> [Goal of the exercise]: Go through the listing below and output exactly the line with "target | white sign", the line with "task | identify every instance of the fingernail", and each line between; omit the rest.
*** Working data Section Begins ***
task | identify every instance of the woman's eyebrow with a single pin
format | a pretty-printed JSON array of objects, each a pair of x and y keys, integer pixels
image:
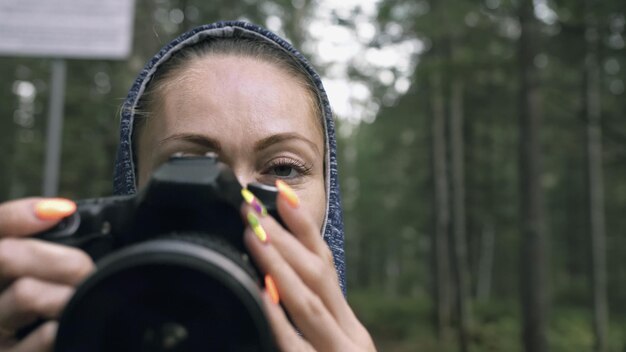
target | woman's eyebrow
[
  {"x": 281, "y": 137},
  {"x": 197, "y": 139}
]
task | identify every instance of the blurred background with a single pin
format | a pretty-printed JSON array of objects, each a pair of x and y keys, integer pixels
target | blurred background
[{"x": 482, "y": 156}]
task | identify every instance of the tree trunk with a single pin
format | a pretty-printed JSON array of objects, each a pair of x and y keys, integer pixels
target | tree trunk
[
  {"x": 441, "y": 276},
  {"x": 533, "y": 251},
  {"x": 595, "y": 179},
  {"x": 485, "y": 263},
  {"x": 459, "y": 241}
]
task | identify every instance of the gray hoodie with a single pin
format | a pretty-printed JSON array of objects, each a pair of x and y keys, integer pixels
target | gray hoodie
[{"x": 125, "y": 181}]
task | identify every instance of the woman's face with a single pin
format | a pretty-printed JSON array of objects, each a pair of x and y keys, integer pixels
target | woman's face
[{"x": 255, "y": 117}]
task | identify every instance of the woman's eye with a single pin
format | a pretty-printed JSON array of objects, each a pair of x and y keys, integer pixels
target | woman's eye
[
  {"x": 286, "y": 171},
  {"x": 287, "y": 168}
]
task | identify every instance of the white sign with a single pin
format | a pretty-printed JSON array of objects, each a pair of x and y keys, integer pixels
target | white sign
[{"x": 96, "y": 29}]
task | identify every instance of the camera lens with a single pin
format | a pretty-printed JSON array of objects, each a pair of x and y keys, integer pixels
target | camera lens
[{"x": 168, "y": 295}]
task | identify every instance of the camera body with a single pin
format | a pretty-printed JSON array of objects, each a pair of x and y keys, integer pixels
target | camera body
[{"x": 172, "y": 271}]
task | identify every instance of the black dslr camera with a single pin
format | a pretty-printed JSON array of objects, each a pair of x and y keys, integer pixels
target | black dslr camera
[{"x": 174, "y": 273}]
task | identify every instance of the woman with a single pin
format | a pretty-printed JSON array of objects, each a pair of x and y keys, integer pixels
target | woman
[{"x": 241, "y": 92}]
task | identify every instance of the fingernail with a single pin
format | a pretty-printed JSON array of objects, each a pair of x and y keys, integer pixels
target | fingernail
[
  {"x": 270, "y": 288},
  {"x": 287, "y": 192},
  {"x": 256, "y": 227},
  {"x": 54, "y": 208},
  {"x": 254, "y": 202}
]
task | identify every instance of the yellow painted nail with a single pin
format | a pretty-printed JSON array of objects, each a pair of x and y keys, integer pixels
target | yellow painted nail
[
  {"x": 254, "y": 202},
  {"x": 270, "y": 288},
  {"x": 256, "y": 227},
  {"x": 287, "y": 192},
  {"x": 54, "y": 208}
]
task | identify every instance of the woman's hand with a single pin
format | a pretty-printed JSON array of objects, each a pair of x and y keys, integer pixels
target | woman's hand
[
  {"x": 300, "y": 264},
  {"x": 36, "y": 278}
]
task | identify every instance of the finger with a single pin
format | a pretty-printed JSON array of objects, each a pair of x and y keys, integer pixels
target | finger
[
  {"x": 40, "y": 340},
  {"x": 42, "y": 260},
  {"x": 317, "y": 273},
  {"x": 305, "y": 308},
  {"x": 284, "y": 334},
  {"x": 302, "y": 225},
  {"x": 29, "y": 299},
  {"x": 20, "y": 218}
]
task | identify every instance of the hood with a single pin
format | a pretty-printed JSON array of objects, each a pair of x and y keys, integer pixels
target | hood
[{"x": 124, "y": 180}]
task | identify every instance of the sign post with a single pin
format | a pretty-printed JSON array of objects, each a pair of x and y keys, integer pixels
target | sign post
[{"x": 59, "y": 29}]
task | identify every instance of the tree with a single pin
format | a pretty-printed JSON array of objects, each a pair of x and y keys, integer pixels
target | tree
[
  {"x": 533, "y": 250},
  {"x": 592, "y": 111}
]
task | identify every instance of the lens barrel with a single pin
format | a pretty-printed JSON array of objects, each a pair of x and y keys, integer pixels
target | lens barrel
[{"x": 168, "y": 294}]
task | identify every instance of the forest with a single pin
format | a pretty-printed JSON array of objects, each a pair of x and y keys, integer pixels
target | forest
[{"x": 482, "y": 149}]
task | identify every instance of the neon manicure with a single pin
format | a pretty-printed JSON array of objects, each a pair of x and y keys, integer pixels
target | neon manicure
[
  {"x": 254, "y": 202},
  {"x": 256, "y": 227},
  {"x": 270, "y": 288},
  {"x": 287, "y": 192},
  {"x": 54, "y": 208}
]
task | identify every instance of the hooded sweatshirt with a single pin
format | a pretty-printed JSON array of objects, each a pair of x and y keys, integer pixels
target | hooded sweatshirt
[{"x": 125, "y": 180}]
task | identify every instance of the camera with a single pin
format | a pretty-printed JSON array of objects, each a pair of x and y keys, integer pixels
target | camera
[{"x": 172, "y": 272}]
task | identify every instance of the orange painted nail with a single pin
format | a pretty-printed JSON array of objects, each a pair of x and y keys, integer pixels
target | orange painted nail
[
  {"x": 54, "y": 208},
  {"x": 287, "y": 192},
  {"x": 270, "y": 288}
]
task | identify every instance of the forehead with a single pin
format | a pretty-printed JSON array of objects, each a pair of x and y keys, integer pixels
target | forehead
[{"x": 233, "y": 94}]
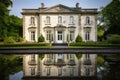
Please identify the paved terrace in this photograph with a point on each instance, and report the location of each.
(61, 49)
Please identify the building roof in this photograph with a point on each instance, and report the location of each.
(59, 9)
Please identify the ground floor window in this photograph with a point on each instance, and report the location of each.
(48, 71)
(48, 35)
(59, 71)
(71, 71)
(71, 35)
(87, 71)
(33, 71)
(33, 57)
(87, 36)
(32, 35)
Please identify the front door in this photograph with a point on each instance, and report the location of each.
(60, 37)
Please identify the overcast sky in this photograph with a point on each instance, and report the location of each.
(18, 5)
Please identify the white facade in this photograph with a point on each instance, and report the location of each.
(59, 23)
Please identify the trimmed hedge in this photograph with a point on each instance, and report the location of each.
(93, 44)
(25, 45)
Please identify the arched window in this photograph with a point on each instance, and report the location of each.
(71, 20)
(87, 20)
(47, 20)
(32, 20)
(59, 20)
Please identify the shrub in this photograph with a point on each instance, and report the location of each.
(9, 40)
(114, 39)
(78, 39)
(41, 38)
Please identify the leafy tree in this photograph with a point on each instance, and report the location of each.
(111, 17)
(78, 39)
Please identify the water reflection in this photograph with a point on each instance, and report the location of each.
(16, 76)
(59, 65)
(37, 67)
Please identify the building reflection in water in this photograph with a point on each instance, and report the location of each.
(59, 65)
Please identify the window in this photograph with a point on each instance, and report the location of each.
(87, 71)
(32, 21)
(71, 35)
(87, 56)
(87, 36)
(59, 71)
(71, 56)
(48, 71)
(71, 71)
(47, 20)
(33, 71)
(60, 56)
(48, 35)
(32, 35)
(33, 57)
(87, 20)
(71, 20)
(59, 20)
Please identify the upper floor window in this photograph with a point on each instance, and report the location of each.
(32, 20)
(47, 20)
(87, 20)
(59, 20)
(71, 20)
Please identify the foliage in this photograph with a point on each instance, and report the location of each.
(114, 39)
(10, 25)
(25, 45)
(9, 64)
(78, 39)
(111, 17)
(9, 40)
(79, 56)
(41, 38)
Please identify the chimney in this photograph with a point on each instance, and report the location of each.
(77, 5)
(42, 5)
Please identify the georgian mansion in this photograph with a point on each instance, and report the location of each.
(61, 24)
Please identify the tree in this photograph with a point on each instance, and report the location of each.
(111, 17)
(78, 39)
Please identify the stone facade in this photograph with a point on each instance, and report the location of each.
(61, 24)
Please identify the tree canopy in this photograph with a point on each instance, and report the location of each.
(111, 17)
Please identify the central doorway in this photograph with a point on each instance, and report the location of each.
(60, 37)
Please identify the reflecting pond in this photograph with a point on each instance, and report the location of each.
(21, 67)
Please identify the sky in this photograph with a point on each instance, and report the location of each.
(18, 5)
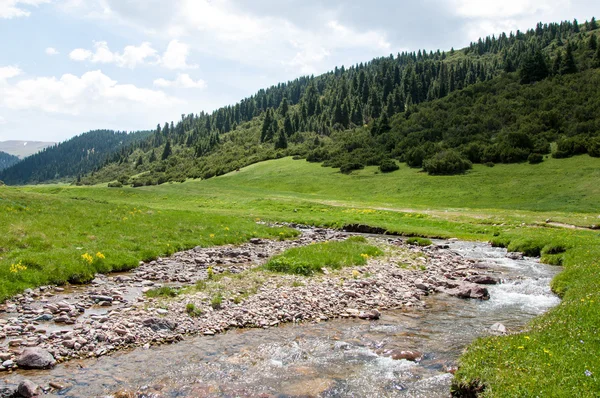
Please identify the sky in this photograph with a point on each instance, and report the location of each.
(70, 66)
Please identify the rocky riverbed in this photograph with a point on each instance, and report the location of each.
(112, 313)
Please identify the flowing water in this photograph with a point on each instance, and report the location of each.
(339, 358)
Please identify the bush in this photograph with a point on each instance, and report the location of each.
(447, 163)
(535, 158)
(416, 241)
(388, 165)
(350, 167)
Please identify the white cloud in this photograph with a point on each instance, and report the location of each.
(92, 92)
(225, 30)
(175, 57)
(14, 8)
(131, 57)
(183, 81)
(505, 8)
(7, 72)
(79, 54)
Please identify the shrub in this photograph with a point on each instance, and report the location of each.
(192, 310)
(447, 163)
(388, 165)
(347, 168)
(216, 301)
(416, 241)
(164, 291)
(535, 158)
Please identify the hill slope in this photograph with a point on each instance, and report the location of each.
(22, 149)
(69, 159)
(7, 160)
(414, 107)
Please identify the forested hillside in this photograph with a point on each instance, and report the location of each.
(70, 159)
(506, 98)
(7, 160)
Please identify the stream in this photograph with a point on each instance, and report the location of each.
(337, 358)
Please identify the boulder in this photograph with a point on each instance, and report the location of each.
(28, 389)
(35, 358)
(413, 356)
(157, 324)
(483, 280)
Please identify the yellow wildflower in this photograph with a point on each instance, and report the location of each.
(87, 258)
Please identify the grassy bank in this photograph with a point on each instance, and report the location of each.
(48, 229)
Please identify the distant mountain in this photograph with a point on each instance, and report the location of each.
(79, 155)
(7, 160)
(22, 149)
(502, 99)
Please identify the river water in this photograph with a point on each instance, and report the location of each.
(339, 358)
*** Working data Section Ends ***
> [Exercise output]:
target | white sign
[{"x": 96, "y": 29}]
task | identify every instance of the camera lens with a single pin
format | a pretty-printed JSON array of objects, each a pair of x and y keys, integer pixels
target | camera lens
[{"x": 168, "y": 295}]
task | identify every instance of the camera body with a single pin
format | a pretty-printed JSON array of objects, each a pair of x and y keys, integer pixels
target | camera body
[{"x": 172, "y": 271}]
task | identify every instance of the black dslr camera with a single pin
format | a pretty-printed JSON array of objects, each a pair of x and y keys, integer pixels
target | black dslr camera
[{"x": 174, "y": 273}]
task | identify every instance of the woman with a single pin
format | a pretty-printed JSON array of objects, each a pair of x and y keys, integer pixels
target | woman
[{"x": 241, "y": 92}]
task | identify every instance of the fingernail with a single pin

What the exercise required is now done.